WRITTEN EXERCISE 1
From the foreign aid passage, list the program areas given in parentheses as parts of bilateral and multilateral development.
WRITTEN EXERCISE 2
Reproduce part of the foreign aid passage, swapping "Organisation" for "Organization". Begin at the words "Over the past"; stop after "and military assistance.".
WRITTEN EXERCISE 3
According to the foreign aid passage, why do no multipliers materialize after development aid is spent?

SUPPLIED TEXT
Over the past 40 years, the developed nations in the Organisation for Economic Co-operation and Development have donated over $3 trillion in official development assistance (ODA), with about one-third of it—nearly $1.1 trillion in constant 2008 dollars, according to the Congressional Research Service—coming from the United States. This assistance is spent such programs as bilateral and multilateral development (social welfare, agriculture, health care, food aid, and reform of institutions) as well as humanitarian, economic and political security, and military assistance.
Yet studies by economists such as Professor William Easterly of New York University have repeatedly shown that ODA fails to produce sustainable economic development through economic growth, job creation, and higher living standards. Foreign aid rarely generates sustained prosperity; if it does achieve short-term success, it does so at a very high price. For the most part, no multipliers materialize after the aid is spent because it leaves the economies of recipient nations fundamentally distorted. The influx of development assistance often stimulates rent-seeking behavior by the politically well-connected, weakens institutions of democratic governance, and perpetuates the corrupt regimes that are the main obstacles to growth.
The Index of Economic Freedom, published annually by The Heritage Foundation and The Wall Street Journal, measures a country’s openness to competition; the degree of state intervention in the economy (whether through taxation, spending, or overregulation); and the strength and independence of the judiciary in enforcing rules and protecting private property. It consistently finds that free markets and entrepreneurship are keys to prosperity. The 2011 Index highlighted a significant positive correlation between higher economic freedom scores and reduced poverty as measured by the United Nations Development Programme’s Human Development Index as well as improved democratic governance and political stability as tracked by the Economist Intelligence Unit’s Index of Democracy.

LISTED RECORDS
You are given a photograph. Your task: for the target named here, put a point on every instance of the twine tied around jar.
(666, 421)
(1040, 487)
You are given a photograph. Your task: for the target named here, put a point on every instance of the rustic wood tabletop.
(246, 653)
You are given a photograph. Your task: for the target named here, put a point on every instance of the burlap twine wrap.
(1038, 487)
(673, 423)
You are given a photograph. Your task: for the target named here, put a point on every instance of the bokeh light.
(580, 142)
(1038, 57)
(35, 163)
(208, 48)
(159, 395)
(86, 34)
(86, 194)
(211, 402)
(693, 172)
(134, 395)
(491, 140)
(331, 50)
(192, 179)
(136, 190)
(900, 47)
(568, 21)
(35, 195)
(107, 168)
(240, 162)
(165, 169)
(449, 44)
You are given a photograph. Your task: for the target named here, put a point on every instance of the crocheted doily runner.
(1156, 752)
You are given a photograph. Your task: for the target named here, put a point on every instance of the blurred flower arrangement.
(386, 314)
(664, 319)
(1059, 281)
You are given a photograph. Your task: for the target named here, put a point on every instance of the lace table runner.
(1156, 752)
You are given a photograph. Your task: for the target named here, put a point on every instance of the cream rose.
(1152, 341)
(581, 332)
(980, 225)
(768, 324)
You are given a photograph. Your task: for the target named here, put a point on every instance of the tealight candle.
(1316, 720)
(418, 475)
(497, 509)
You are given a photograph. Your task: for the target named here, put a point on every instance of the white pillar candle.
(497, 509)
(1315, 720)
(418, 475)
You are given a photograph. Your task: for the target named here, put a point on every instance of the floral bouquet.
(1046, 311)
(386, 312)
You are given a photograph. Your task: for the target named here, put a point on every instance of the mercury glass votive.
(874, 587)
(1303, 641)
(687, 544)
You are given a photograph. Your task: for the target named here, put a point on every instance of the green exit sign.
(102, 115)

TASK ANSWER 1
social welfare, agriculture, health care, food aid, reform of institutions

TASK ANSWER 2
Over the past 40 years, the developed nations in the Organization for Economic Co-operation and Development have donated over $3 trillion in official development assistance (ODA), with about one-third of it—nearly $1.1 trillion in constant 2008 dollars, according to the Congressional Research Service—coming from the United States. This assistance is spent such programs as bilateral and multilateral development (social welfare, agriculture, health care, food aid, and reform of institutions) as well as humanitarian, economic and political security, and military assistance.

TASK ANSWER 3
No multipliers materialize because the aid leaves the economies of recipient nations fundamentally distorted.